START EXERCISE MATERIAL

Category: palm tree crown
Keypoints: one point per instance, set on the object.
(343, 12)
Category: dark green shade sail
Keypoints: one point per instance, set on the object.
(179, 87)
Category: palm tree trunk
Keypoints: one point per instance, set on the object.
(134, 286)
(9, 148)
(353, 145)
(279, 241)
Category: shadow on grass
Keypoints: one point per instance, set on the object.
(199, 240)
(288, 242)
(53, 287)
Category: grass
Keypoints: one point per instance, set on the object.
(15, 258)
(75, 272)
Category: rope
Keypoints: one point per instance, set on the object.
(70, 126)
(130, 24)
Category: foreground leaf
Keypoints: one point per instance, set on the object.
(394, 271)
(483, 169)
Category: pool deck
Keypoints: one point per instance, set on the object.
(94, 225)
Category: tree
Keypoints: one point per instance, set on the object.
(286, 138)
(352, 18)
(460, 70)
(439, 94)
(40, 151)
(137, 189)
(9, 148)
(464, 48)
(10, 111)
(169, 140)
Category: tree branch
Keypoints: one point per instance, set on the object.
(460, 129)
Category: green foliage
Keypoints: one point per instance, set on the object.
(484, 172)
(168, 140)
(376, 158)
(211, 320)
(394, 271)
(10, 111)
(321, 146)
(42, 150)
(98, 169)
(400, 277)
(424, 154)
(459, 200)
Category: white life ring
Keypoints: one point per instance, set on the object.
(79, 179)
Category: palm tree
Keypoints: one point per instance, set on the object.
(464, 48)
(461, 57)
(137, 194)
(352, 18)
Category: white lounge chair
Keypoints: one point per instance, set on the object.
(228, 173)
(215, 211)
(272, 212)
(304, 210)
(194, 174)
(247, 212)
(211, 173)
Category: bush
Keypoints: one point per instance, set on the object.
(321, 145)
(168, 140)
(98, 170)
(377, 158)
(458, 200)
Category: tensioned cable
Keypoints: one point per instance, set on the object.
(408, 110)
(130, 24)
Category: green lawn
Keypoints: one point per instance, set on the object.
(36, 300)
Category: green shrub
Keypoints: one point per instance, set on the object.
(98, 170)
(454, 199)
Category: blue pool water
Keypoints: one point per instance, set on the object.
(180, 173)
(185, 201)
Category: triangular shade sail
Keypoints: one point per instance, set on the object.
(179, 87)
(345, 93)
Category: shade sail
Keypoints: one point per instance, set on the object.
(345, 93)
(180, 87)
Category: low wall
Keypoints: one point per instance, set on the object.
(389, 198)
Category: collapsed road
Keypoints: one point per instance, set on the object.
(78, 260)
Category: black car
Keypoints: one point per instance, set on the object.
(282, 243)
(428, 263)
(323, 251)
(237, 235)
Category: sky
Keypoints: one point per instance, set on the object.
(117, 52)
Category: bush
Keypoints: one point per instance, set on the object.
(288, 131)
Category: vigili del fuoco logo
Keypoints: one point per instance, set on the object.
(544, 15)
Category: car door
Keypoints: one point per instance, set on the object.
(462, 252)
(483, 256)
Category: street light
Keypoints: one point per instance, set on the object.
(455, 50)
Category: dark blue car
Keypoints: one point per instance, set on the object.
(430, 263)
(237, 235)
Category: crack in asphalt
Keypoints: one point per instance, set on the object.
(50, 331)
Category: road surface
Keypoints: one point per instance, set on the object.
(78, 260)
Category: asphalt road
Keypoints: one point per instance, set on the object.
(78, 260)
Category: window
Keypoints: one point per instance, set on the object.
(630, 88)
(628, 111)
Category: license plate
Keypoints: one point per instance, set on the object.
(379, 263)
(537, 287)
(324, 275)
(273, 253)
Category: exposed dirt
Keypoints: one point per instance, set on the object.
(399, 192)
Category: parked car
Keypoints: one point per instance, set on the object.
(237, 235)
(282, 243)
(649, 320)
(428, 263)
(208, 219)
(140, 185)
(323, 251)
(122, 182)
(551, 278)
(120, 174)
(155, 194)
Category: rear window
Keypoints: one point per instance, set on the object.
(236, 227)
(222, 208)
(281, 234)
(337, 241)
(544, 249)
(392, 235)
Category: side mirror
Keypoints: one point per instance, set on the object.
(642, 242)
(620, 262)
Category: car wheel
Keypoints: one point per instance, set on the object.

END EXERCISE MATERIAL

DIRECTIONS: Retype the portion of the data above that starts on the line with "Category: sky" and finishes on the line with "Category: parked car", including both of those lines.

OUTPUT OF THE EXERCISE:
Category: sky
Keypoints: one point per instance, set on the object.
(117, 52)
Category: bush
Keypoints: one point per instance, set on the object.
(288, 131)
Category: vigili del fuoco logo
Keypoints: one point per instance, set on the object.
(544, 15)
Category: car door
Keypoints: one point per instance, set on the object.
(462, 252)
(483, 256)
Category: street light
Keypoints: one point per instance, set on the object.
(455, 50)
Category: dark blue car
Keypoints: one point per instance, set on the object.
(430, 263)
(237, 235)
Category: crack in asphalt
Keypoints: one point per instance, set on the object.
(50, 331)
Category: road surface
Keypoints: one point per instance, set on the object.
(78, 260)
Category: asphalt road
Keypoints: one point per instance, set on the object.
(78, 260)
Category: window
Keypoints: one point per instance, set on the object.
(630, 88)
(628, 111)
Category: license plate
Keypoints: one point per instance, set on the object.
(379, 263)
(537, 287)
(324, 275)
(273, 253)
Category: exposed dirt
Keypoints: one point per instance, set on the object.
(399, 192)
Category: parked car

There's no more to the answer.